What you are asked to do >>
Look below for the line with "Target: hand". Extract that line and each one after it through the last, word for word.

Records to process >>
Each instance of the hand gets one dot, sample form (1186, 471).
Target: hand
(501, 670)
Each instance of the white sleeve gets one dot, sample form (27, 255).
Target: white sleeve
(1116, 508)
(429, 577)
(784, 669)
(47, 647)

Expected answer >>
Target: hand
(501, 670)
Each instance of the white sleeve gets one dot, sample form (27, 255).
Target: white sleeve
(1116, 508)
(429, 577)
(784, 669)
(47, 647)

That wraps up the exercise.